§ **Co należy zrobić**: Zwróć, proszę, każdy wiersz z poniższych pozycji, w którym występuje słowo „stabilizer”. Wielkość liter ma znaczenie.
┌──
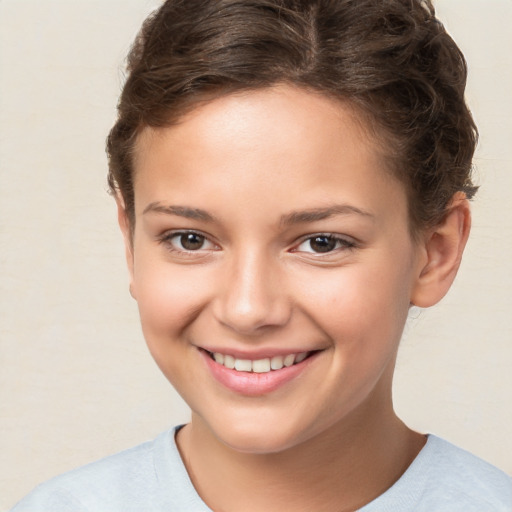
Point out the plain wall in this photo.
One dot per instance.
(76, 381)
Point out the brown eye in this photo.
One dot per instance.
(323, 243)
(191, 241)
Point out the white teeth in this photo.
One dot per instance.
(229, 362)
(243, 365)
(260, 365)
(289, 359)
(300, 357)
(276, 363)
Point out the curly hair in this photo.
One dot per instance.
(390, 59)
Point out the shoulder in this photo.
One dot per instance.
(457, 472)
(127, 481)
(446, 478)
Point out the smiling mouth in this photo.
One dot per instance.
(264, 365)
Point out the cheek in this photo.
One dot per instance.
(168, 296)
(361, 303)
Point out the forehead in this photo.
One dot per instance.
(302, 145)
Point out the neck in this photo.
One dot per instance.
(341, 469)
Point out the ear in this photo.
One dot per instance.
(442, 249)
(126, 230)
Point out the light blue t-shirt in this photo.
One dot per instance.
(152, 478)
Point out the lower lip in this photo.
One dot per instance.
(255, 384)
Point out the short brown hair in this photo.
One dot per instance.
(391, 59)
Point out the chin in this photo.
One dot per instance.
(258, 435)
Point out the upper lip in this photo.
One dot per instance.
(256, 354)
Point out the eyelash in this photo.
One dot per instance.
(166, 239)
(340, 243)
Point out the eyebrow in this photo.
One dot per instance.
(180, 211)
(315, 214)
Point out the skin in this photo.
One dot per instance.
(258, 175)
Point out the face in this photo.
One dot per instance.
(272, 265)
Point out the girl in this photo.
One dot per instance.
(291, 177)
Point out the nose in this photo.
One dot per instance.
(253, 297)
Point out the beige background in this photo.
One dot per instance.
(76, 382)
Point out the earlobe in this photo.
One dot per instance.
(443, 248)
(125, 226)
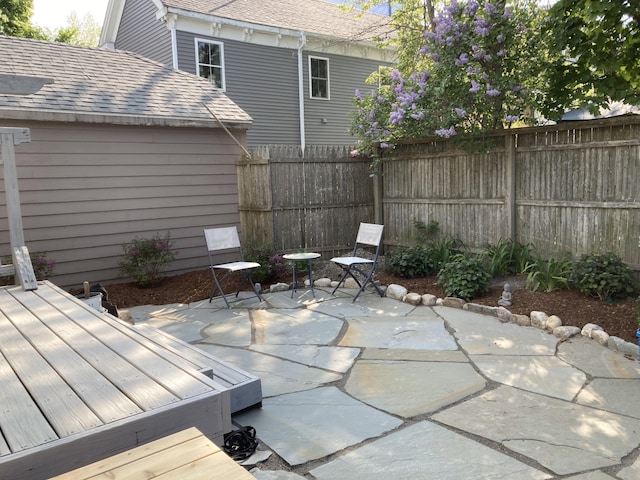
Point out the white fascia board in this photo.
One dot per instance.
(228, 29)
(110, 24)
└──
┌──
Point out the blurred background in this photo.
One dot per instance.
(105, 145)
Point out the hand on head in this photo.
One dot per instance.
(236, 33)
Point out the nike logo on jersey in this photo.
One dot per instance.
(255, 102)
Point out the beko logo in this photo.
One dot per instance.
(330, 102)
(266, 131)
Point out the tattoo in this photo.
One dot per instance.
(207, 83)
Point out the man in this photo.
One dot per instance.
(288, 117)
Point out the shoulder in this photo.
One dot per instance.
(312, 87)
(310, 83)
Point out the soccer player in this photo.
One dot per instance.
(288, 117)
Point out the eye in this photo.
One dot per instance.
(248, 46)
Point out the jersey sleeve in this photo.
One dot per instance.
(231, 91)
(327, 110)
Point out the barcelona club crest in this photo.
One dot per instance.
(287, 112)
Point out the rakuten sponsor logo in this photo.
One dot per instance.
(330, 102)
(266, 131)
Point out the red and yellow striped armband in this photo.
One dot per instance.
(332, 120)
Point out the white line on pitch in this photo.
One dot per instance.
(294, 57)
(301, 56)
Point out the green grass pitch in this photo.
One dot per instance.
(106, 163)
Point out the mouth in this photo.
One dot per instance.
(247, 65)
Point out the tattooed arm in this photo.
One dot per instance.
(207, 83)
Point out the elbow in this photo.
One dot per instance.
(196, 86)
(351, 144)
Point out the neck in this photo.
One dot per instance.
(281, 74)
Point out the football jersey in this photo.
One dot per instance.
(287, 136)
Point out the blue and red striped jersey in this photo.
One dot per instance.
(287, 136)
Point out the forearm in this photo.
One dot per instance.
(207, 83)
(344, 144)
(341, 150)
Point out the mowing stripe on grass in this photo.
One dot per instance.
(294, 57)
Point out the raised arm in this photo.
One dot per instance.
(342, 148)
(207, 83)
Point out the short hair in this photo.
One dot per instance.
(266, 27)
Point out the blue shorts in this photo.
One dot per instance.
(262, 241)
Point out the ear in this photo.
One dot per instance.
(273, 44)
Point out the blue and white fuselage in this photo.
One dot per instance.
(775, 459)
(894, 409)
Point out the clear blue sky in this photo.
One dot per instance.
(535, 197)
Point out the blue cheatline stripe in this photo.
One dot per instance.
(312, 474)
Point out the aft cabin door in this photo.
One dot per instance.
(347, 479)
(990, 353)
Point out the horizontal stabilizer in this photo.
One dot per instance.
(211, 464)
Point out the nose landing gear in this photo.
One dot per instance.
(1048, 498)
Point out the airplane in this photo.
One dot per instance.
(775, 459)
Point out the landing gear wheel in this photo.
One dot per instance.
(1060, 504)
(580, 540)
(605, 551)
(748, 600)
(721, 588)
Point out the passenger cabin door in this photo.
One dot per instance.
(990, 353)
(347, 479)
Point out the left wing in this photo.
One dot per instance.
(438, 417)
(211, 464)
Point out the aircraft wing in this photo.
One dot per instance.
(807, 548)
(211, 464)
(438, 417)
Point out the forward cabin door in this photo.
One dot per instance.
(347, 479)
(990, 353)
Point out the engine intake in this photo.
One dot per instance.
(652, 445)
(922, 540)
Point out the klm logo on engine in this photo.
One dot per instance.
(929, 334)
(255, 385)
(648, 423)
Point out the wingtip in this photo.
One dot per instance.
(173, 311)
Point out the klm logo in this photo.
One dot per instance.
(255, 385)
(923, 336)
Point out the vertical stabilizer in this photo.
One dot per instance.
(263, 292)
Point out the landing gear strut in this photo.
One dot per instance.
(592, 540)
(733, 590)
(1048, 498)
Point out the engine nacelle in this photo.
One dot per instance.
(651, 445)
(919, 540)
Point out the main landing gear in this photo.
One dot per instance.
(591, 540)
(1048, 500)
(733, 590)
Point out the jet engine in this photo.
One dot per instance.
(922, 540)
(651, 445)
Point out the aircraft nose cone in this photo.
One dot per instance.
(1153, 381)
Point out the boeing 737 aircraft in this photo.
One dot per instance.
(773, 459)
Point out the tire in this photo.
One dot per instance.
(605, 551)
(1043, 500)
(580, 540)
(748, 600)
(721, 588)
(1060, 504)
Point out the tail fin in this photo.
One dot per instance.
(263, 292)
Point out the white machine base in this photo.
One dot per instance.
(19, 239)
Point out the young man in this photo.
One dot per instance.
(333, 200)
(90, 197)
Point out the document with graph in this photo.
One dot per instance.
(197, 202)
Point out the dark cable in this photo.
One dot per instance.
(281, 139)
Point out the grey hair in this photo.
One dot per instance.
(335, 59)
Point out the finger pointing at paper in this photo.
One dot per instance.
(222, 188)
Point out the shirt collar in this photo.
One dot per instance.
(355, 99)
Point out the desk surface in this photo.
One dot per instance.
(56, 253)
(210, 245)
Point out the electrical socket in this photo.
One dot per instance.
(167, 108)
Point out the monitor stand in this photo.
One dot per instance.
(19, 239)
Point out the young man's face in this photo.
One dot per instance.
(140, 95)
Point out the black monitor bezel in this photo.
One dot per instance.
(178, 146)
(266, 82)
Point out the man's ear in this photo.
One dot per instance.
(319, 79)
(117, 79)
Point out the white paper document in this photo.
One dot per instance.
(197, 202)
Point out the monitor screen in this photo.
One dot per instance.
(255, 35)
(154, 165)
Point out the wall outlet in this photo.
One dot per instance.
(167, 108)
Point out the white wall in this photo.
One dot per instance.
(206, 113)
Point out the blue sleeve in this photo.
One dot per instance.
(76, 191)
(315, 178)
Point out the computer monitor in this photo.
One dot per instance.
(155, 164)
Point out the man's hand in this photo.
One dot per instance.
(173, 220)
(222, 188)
└──
§ **Wynik**:
Point out the horizontal stabilizer in this photo.
Point out the vertical stabilizer in this photo.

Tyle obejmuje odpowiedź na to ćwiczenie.